** EXERCISE DIRECTIONS **
Rewrite only the data starting with the line that contains "obj=street lamp mode=detect" and going on through the line that contains "[654,310,1078,796]", keeping the request lines. Scale every bounding box coordinate by 1.05 and round it to a whole number, with halves rounded up.

[START OF MATERIAL PROVIDED]

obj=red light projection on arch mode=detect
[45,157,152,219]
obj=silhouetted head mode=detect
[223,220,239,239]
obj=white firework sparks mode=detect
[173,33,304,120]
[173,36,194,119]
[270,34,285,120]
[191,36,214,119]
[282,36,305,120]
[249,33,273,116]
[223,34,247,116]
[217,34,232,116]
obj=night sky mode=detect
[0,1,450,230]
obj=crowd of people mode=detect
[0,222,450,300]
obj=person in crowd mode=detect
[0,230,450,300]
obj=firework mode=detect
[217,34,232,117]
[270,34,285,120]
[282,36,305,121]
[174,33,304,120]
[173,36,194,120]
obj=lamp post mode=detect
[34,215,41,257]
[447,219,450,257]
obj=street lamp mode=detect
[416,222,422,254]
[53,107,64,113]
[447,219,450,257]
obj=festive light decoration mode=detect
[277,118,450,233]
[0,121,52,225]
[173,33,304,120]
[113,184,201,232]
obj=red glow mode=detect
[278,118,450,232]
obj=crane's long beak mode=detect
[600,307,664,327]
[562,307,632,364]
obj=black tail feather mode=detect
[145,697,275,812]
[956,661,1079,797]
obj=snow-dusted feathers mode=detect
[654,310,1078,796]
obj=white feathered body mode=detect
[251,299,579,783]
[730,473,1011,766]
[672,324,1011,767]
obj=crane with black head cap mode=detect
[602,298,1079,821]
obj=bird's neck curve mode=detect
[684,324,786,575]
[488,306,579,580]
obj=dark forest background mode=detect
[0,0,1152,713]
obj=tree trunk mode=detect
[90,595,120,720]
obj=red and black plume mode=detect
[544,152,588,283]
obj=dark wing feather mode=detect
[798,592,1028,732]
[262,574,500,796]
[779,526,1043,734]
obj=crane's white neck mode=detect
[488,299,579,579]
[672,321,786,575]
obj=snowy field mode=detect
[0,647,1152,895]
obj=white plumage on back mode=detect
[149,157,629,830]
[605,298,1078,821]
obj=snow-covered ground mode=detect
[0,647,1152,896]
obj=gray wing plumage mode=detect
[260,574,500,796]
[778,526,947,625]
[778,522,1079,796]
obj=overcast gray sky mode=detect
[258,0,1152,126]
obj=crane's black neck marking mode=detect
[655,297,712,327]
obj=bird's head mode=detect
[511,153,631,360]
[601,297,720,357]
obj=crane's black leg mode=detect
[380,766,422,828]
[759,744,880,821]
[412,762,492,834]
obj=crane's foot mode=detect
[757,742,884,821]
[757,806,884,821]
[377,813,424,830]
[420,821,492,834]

[END OF MATERIAL PROVIDED]

** WRITTEN RESPONSE **
obj=street lamp mode=detect
[437,233,443,267]
[56,112,67,119]
[469,230,473,270]
obj=festive light decoration mode=detect
[291,124,473,245]
[0,127,55,236]
[182,35,319,126]
[119,193,211,244]
obj=red glow mode=detect
[292,124,473,244]
obj=crane's long beak mode=detect
[630,322,697,343]
[590,322,664,382]
obj=black tail feather mode=detect
[152,732,289,853]
[1004,694,1133,837]
obj=snow-dusted feathers mode=detect
[687,326,1132,836]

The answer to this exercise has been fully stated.